>> begin
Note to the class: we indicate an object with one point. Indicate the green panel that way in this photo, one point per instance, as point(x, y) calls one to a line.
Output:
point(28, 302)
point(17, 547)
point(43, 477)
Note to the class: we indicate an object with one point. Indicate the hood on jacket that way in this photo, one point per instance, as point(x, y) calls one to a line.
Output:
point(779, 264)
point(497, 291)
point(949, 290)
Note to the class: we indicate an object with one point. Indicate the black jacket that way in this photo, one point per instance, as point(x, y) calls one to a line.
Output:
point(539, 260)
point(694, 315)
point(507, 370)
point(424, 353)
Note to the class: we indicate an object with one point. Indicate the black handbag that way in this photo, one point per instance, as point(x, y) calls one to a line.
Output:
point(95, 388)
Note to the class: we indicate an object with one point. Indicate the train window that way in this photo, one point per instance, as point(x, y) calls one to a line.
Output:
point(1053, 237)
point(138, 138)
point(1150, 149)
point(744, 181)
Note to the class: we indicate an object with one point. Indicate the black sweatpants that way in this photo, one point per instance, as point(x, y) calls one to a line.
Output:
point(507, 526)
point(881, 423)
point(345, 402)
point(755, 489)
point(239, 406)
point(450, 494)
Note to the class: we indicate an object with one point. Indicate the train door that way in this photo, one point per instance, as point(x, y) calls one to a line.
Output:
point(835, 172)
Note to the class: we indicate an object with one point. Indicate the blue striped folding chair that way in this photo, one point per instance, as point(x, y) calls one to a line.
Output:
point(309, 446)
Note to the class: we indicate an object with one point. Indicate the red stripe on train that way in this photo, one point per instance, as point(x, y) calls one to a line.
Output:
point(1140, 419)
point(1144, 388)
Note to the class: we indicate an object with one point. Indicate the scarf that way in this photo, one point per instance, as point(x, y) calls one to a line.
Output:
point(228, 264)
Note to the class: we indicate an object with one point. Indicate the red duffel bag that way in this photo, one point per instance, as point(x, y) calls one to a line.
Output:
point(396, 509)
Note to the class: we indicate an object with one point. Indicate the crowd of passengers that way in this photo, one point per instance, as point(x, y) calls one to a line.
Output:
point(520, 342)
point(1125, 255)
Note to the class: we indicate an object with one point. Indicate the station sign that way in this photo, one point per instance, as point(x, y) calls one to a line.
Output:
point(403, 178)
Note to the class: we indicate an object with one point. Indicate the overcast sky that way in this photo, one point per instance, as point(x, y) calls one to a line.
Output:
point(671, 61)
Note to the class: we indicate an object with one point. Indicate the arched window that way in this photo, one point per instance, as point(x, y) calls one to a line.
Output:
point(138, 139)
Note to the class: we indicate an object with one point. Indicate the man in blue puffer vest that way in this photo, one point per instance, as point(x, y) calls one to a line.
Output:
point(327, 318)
>> end
Work to do >> Reproduce all of the data above, line for line, without changing a single character.

Exercise response >>
Note to the class: we indicate an object with one point. Indicate the green panel that way in this photo, one point per instance, as point(x, y) calls one to a line.
Output:
point(28, 302)
point(17, 547)
point(43, 477)
Note to the class: we indicate an object with one point. Indicate the hood on jacket that way in this photo, one point per instance, as point(x, y) calls one to a line.
Output:
point(779, 264)
point(497, 291)
point(949, 290)
Note to the class: we indicate an object with one point. Indicate the black jacket that way in this photo, one point per instance, as point(x, y) calls one to a line.
Output:
point(539, 260)
point(694, 315)
point(507, 370)
point(424, 353)
Note to the class: we indicate an object with one point. Indicate the black handbag that way in this photo, one point per instance, as point(x, y) calls one to a line.
Output:
point(95, 388)
Note to the class: we indicate an object with one point. Indicate the train window that way in this photo, one point per instance, as point(x, y) calls one to a line.
Output:
point(1053, 237)
point(138, 138)
point(1150, 149)
point(744, 181)
Note to the class: we indicate an object with one point. Indicate the black sweatpants that way in this photo, one point per instance, as point(x, y) calls one to a line.
Output:
point(507, 526)
point(881, 423)
point(345, 402)
point(755, 489)
point(239, 406)
point(450, 494)
Note to the class: we indicate an object with one point. Indicate the train door that way in this photo, one point per instance, as point(x, y) calls one to a line.
Output:
point(835, 172)
Note to the class: we indicate an object with one point. Indicate the blue striped folding chair that way in this photo, one point per instance, as point(x, y) calls one to a line.
Output:
point(309, 446)
Note to the class: we indicate an object with one point. Indicate the red stripe on train that way in this photo, one point per instance, as point(x, y) calls one to a line.
Output:
point(1140, 419)
point(1144, 388)
Note to the class: we indicate an object with one point. Indicate the scarf that way in this photo, one point per instance, as point(x, y) calls one to a line.
Output:
point(228, 264)
Note to the class: we indicate an object with one point. Indicate the red duffel bag that way in this photo, one point per instance, as point(x, y) calls one to a line.
Output:
point(396, 509)
Note to the class: we indicate an object with one point. Indicate the crowd of passengers that way in this photo, one point per instance, as point(x, y) calls one to a line.
Output:
point(520, 342)
point(1125, 255)
Note to the class: we indicate an object with one point. Indicate the station sign that way in this photo, one point per instance, as point(x, y) calls one to a line.
Output:
point(403, 178)
Note to the class: we indicate an object with one point. Indicate the overcast sky that way in this photo, one point per instance, as point(x, y) calls one to a line.
Output:
point(671, 61)
Note to the class: we indicate an object with one point. Indicate the arched window that way in this photo, one point per instance, as point(x, y) calls one to a line.
Output:
point(138, 139)
Note to the class: we indicate an object with one point. Indicate the man in blue puffer vest that way in this photo, one point per instance, as point(x, y) calls one to a line.
Output:
point(327, 318)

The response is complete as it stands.